An R.E.M best of, obvs.


I first heard of R.E.M in secondary school (see previous playlist) where I had a couple of friends who were MASSIVELY into them, as in we would go to record fairs to hunt down Japanese imports of singles to listen to the B-sides - clearly a pre-internet / Napster / Spotify time. I liked them, but not that much.


The continuous promotion of all things R.E.M continued with the saturation of the song ‘Losing my Religion’ on MTV, radio and leading to more friends owning the huge selling albums Automatic for the People and Out of Time - both great albums.


R.E.M followed this with the album Monster which I got for Xmas after it was released and played a lot, it remains an interesting album. Reading some interviews from the time the band purposely moved away from writing ‘R.E.M’ type songs and embraced more alternative sounds and approaches to songwriting. How great would it be to have million selling records to be able to approach songwriting in this fashion? Also how damn hard would it be?! After listening to this album I started borrowing other R.E.M albums from friends and so sort of developed a pick and mix selection of favourites that I still have today and will now present to you..


Stanley Franc

 

Radio Free Europe


1981 debut single from their first album signed to a small independent record label and then later re-recorded for their 1983 debut album on not quite major label (IRS). I like the pace, the punk rock pace and the general odd and indecipherable lyrics, then goes jangly for choruses - works well on acoustic, great fun.



 

Talk About The Passion

1983 - second single from the IRS debut album Murmur. Apparently this is about hunger, I never picked that up from listening to it but the riff, slightly more intelligible lyrics and hook line appeal to me and stand the test of time.



 

Try Not To Breath



Album track from the massive selling Automatic for the People album. Listen out for the soaring chorus backing vocals by bass player Mike Mills, dark middle 8, the intro lyric ‘try not to breathe, I will hold my head still with my hands in my knees’ and ‘I need something to fly over my grave again’ are brilliantly evocative.

→ Excerpted data
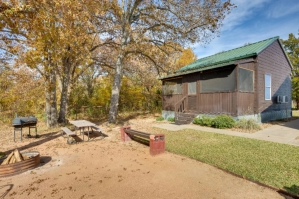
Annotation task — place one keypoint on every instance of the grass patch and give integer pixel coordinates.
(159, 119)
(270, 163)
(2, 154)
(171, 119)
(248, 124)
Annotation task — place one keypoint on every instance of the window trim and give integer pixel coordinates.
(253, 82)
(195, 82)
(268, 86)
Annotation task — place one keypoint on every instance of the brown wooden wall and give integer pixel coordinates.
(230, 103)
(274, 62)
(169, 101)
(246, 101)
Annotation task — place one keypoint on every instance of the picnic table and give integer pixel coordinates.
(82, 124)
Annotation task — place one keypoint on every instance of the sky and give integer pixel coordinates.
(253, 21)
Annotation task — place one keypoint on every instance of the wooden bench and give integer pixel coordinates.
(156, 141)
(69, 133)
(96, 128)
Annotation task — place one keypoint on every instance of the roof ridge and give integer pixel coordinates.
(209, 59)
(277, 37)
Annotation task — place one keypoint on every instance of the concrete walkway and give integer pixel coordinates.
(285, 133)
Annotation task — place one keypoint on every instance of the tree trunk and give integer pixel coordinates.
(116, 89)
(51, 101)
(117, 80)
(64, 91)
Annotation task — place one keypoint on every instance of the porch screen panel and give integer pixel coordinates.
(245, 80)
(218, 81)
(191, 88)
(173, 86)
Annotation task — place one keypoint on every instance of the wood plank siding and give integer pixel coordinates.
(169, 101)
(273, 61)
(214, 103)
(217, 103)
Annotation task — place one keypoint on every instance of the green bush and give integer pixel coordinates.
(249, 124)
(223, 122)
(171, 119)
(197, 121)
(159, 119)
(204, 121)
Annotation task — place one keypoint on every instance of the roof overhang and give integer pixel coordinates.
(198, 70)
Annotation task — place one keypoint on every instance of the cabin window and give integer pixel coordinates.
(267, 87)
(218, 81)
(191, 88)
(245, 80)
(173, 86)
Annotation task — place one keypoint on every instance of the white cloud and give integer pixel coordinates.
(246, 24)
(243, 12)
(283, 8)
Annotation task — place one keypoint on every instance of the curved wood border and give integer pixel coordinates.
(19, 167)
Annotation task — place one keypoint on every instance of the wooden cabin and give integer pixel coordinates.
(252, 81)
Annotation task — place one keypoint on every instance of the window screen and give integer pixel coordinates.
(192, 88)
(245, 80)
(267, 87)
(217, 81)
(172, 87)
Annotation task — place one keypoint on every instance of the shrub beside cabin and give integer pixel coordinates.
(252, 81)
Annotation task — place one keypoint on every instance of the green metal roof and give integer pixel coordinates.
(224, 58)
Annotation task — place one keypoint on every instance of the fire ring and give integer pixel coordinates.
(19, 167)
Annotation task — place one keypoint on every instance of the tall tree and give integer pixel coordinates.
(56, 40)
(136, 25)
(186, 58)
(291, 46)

→ Tasks to complete
1. Translate this sentence from the R.E.M. playlist write-up into French: "I liked them, but not that much."
2. Pick up the R.E.M. playlist write-up right after its final sentence and keep it going.

→ The answers
1. Je les aimais bien, mais pas tant que ça.

2.
 

Belong


Album track from Out of Time album. As with ‘Try Not To Breathe’ brilliant backing vocals for the chorus but the spoken verse tells an interesting story about a mother and child - interviews with the band indicate they wanted this verse vocal to be ‘detached’ from the main song so they recorded it on a walkman away from the studio - I like this type of approach to recording.




 

Bang And Blame



Single from the album Monster. The bass line, damn the bass line - stupidly simple but brilliantly hypnotic. I heard this song before the album was released and was a drive to think I was going to like the album, I also bought the CD single. Interesting fade out type part at the end. Since growing up (I definitely don’t remember associating this when I was young) the lyrics appear very clearly linked to domestic abuse, difficult subject to cover but the tone of the music works really well for this, general sort of haunting feel.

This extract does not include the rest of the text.